_Quoted passage_:

While there are many credible websites filled with a plethora of information on PF, the most informative and helpful pieces of information for me, as a patient living with IPF, have always come through connecting with other patients. That’s why I am excited to be a blog contributor for the IPF Foundation. It is my sincere hope that sharing some experiences of my life with IPF as a young adult will help others navigate this life-threatening lung disease.
While the blog topics will widely vary, I’d be open to hearing from you about helpful topics for you or your loved one affected by IPF. Please feel free to connect with us on social media, including the IPF Foundation Facebook page or right here on the website.
For those in the PF or IPF communities, my name may be familiar to you as I also write a column for Pulmonary Fibrosis News. I plan on continuing this role, and also look forward to helping others further understand the type of pulmonary fibrosis I have, which is “idiopathic”. The disease progression and treatment of IPF can differ from other types of fibrotic lung diseases, and the IPF Foundation is committed to advocating and fundraising for the most promising research to accelerate cures and end IPF. In my opinion, the many different fibrotic lung diseases are still widely misunderstood by the general population and the more information we have, the better to help generate earlier diagnosis’, accelerate treatment options, and fund research. A large component of achieving these goals comes from the willingness of patients to share their stories, so I am honored to be involved with these two organizations doing brilliant work on behalf of all of us.
For my first blog post, and in an effort for new readers to get to know me, I thought I’d begin by dispelling the myth that IPF affects patients only in a physical way. Understandably, this is the most well known way someone could assume a lung disease could affect a patient. That said, there are so many more ways this disease impacts us. I will elaborate on each of these in future blogs as I continue to write for the IPF Foundation, but for now, I want to talk briefly about the different ways this disease has changed my life.
- Financially: Much of my identity as a young adult was wrapped up in a career that I loved and was good at. Not only did my career help me feel accomplished in helping others—which has always been something I strive for—it’s also given me financially security. Having completed two post-secondary degrees, I was well on my way to paying off student debt when IPF crept into my life three years ago. As a result of my lung disease, I’ve had to reduce my hours at work and establish special accommodations to ensure I am safe, comfortable, and effective in my work. IPF has changed my feeling of financial security; always threatening my ability to earn an income if it flares up, requiring me to be off work for an extended period of time.

_Supplied entries_:
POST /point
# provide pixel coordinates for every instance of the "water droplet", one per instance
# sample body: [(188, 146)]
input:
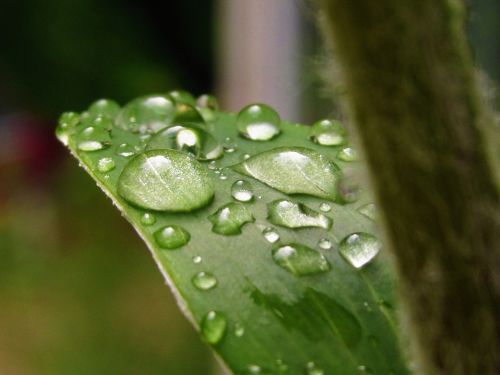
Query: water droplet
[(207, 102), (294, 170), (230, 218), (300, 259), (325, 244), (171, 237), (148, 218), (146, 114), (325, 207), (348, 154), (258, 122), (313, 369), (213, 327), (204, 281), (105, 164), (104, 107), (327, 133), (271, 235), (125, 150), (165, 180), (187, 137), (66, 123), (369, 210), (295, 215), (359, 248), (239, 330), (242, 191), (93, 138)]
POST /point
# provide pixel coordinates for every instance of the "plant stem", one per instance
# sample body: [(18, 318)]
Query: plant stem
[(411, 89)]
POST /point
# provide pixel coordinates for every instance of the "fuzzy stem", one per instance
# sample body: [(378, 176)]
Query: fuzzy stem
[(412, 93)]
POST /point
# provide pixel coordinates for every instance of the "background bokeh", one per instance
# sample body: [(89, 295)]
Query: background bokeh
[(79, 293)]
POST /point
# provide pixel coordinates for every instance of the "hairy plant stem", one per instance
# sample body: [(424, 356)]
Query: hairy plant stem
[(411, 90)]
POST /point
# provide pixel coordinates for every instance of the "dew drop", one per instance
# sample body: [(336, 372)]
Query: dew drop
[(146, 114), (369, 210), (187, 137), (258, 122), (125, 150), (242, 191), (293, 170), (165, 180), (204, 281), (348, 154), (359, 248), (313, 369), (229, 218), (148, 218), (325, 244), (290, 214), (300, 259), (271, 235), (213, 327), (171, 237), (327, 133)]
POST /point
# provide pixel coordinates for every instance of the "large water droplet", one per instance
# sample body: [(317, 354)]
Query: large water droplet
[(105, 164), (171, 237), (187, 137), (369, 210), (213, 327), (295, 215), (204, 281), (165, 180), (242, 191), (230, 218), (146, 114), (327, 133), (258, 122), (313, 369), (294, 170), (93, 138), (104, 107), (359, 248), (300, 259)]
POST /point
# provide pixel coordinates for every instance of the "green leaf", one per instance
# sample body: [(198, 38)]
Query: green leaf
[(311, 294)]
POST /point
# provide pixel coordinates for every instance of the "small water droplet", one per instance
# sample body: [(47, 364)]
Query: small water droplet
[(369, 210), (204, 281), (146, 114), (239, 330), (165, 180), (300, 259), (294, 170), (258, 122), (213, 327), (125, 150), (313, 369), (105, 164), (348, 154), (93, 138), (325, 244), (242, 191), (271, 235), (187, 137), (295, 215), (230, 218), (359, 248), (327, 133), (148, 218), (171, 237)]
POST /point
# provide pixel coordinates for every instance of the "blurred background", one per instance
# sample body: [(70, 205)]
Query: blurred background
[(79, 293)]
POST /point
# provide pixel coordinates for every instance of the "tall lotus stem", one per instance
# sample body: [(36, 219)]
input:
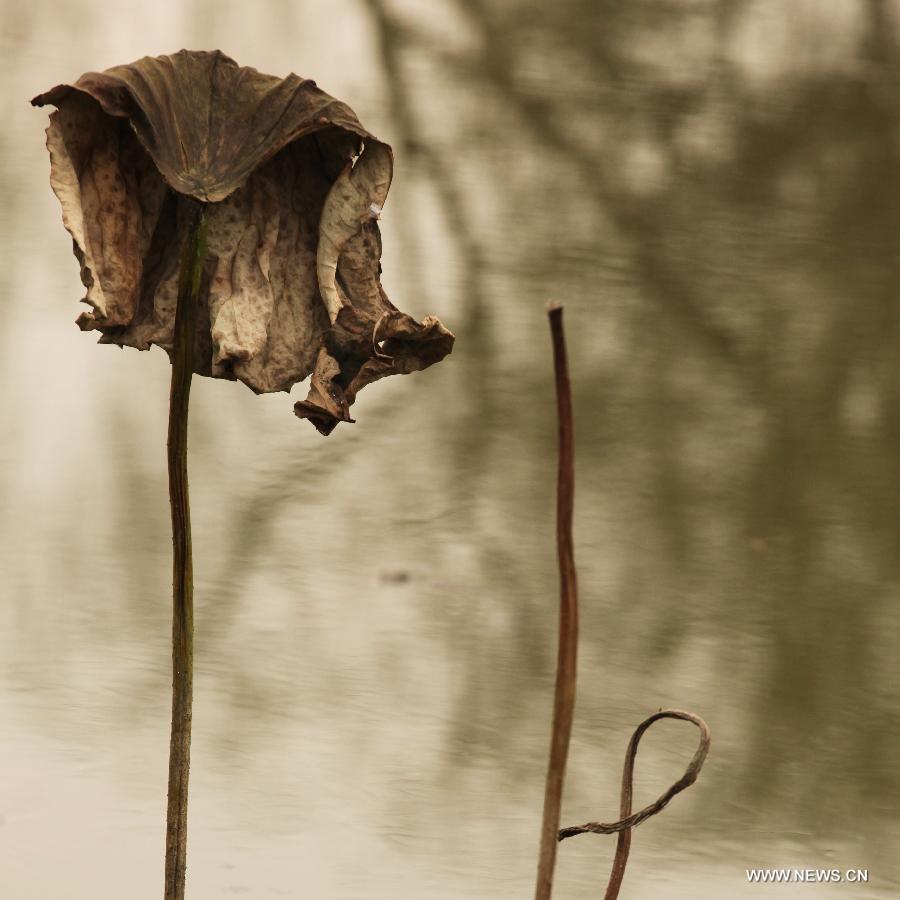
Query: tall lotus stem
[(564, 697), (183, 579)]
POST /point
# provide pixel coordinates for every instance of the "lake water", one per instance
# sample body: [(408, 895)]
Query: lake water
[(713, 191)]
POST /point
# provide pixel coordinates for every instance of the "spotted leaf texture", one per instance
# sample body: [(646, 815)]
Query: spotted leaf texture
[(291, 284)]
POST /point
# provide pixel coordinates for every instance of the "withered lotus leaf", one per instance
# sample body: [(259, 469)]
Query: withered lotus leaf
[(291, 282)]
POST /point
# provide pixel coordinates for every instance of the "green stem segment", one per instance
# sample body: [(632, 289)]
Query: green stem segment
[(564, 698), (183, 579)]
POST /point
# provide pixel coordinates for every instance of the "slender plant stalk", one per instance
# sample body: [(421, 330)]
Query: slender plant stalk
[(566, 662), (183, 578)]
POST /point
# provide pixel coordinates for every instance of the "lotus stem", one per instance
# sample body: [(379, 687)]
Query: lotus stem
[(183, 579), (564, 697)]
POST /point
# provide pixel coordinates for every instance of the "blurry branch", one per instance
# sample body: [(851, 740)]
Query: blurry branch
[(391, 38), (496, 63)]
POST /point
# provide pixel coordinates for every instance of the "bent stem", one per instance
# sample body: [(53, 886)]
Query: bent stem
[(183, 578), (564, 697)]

_What you have to do_:
Pick up the blog post on life with IPF, found above the items, right after its final sentence and keep writing it.

_Exercise result_:
- Socially: No one wants to hear that their family member, friend, or loved one has a life-threatening lung disease. Sometimes when that information is revealed, it can be too much for someone to cope with and they begin to stray away. Sadly, this has happened with some of my friendships. But the exact opposite has happened as well—friends have stepped in at intensely close levels, wanting to care-give and be involved in every aspect of this disease progression. While this latter aspect is appreciated, it is not sustainable, and I’ve had friends burnout from this role and our relationship has never been the same.
- Mentally: My ability to remember the fine details of a task, or problem-solve without frustration has been drastically affected by IPF. I can only attribute this to the brain-fog many patients experience as a result of being chronically under-oxygenated. It could also be as a result of the medications I am on to help manage this disease. Regardless of the reason, both my mental problem-solving abilities and my memory have been changed as a result of IPF.
- Emotionally: I pride myself on being able to cope fairly well with my disease, but sometimes it becomes unbearable and all my coping skills are lost. In these moments, I feel so far from normal that I withdraw from my environment and just cry for days. Thankfully, I know the importance of seeking professional help for the emotionally tough days, and I would encourage everyone to do the same.
This is just a quick glimpse into my life and the way IPF has affected me—beyond the presumed physical implications of a lung disease. I look forward to continuing to share more of my story with you as a blogger for the IPF Foundation.